[Passage provided]
====

# Introduction to GPU Programming with Python
## Solutions to notebook 4

### Exercise 1
Lets do the following exercise where each element of an array is incremented : array[i] = array[i] + 1

In [None]:
import numpy
from numba import cuda

In [None]:
@cuda.jit
def kernel1(array):
    pos = cuda.grid(1)
    if pos<array.size:
        array[pos] += 1

In [None]:
data=numpy.ones(12800,dtype=np.int32)
threads=32
blocks = (data.size + (threads - 1)) // threads
print(blocks)

In [None]:
# Run the kernel and measure execution time:
%timeit kernel1[blocks,threads](data)
print(data)

In [None]:
# Take advatage of excplicit data management and copy an array to GPU before kernel execution. 
# Then measure the execution time again
d_data = cuda.to_device(data)
%timeit kernel1[blocks,threads](d_data)

### Exercise 2
Here an integer array is sent to GPU where its indices are reversed, i.e. array[0]=array[N-1], array[1]=array[N-2], etc.

In [None]:
# Import required libs
import numpy as np
from numba import cuda, float32

Here we re-use the code from Ex.2 and add shared memory into play

In [None]:
# Import required libs
import numpy as np
from numba import cuda, float32

In [None]:
# Take this code and re-write it in the next cell by using a shared memory 
@cuda.jit
def reverseArrayBlock(d_out,d_in):
    ind_in = cuda.blockDim.x*cuda.blockIdx.x + cuda.threadIdx.x; ## Index of the current thread
    ind_out = cuda.gridsize(1)-ind_in-1 ## Total number of threads - in -1
    if ind_in<d_in.size:
        d_out[ind_out] = d_in[ind_in]

In [None]:
# Here is the code with shared memory
@cuda.jit
def reverseArrayBlock_shared(d_out,d_in):
# Static shared memory declaration
#    s = cuda.shared.array(2000, dtype=int32) 
    # Below is dynamic shared memory declaration
    s = cuda.shared.array(0, dtype=int32) 
    ind_in = cuda.blockDim.x*cuda.blockIdx.x + cuda.threadIdx.x; ## Index of the current thread
    ind_out = cuda.gridsize(1)-ind_in-1 ## Total number of threads - in -1
    s[cuda.blockDim.x - cuda.threadIdx.x - 1] = d_in[ind_in]
    cuda.syncthreads()
    ind_out = cuda.blockDim.x*(cuda.gridDim.x - 1 - cuda.blockIdx.x) + cuda.threadIdx.x
    if ind_in<d_in.size:
        d_out[ind_out] = s[cuda.threadIdx.x]

In [None]:
dim=256*1000
NumThreadsPerBlock=128
NumBlocks = (dim + (NumThreadsPerBlock - 1)) // NumThreadsPerBlock

In [None]:
a = np.arange(0,dim,dtype=np.int32)
b = np.zeros(dim,dtype=np.int32)
memSize = NumThreadsPerBlock * a.dtype.itemsize
print(memSize)

In [None]:
# Static shared memory call
# reverseArrayBlock_shared[NumBlocks,NumThreadsPerBlock](b,a)

====

[Directive A] Reproduce the listing verbatim, from its first line through the line containing "point(546, 117)", both lines included.

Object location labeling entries

====

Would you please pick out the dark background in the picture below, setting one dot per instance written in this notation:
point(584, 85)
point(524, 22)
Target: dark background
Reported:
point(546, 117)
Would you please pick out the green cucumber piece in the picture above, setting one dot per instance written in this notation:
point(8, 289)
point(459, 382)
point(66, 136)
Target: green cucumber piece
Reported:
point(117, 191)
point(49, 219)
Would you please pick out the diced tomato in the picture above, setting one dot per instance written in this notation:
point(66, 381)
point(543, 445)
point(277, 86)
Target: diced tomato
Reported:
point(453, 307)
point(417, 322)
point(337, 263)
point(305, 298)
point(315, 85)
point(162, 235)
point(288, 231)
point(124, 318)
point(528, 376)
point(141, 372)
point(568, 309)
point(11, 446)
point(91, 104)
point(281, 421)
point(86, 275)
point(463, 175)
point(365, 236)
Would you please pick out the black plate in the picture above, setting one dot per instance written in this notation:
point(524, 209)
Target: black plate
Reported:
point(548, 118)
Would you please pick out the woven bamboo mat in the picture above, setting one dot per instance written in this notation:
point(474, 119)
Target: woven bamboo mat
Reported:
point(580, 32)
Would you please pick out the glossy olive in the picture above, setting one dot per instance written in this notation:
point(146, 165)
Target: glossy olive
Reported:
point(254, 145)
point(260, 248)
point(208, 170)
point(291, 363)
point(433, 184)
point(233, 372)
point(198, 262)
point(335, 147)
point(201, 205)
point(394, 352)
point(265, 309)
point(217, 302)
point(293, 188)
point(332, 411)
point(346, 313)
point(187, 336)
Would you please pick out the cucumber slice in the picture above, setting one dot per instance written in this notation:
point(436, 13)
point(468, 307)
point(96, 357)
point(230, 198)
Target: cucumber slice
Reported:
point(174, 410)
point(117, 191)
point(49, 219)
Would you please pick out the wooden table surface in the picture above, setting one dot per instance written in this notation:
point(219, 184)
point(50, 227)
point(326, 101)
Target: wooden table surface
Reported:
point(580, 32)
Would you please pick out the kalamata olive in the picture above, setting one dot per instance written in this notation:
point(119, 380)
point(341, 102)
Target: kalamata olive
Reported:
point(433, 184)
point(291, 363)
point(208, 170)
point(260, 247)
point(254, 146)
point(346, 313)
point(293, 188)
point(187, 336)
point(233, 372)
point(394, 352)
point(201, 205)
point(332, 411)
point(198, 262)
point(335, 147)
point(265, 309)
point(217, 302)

====

[Directive B] Please state the number of threads per block that the GPU programming notebook sets in Exercise 1.

[Task solution A]
Would you please pick out the dark background in the picture below, setting one dot per instance written in this notation:
point(584, 85)
point(524, 22)
Target: dark background
Reported:
point(546, 117)

[Task solution B] 32 threads per block.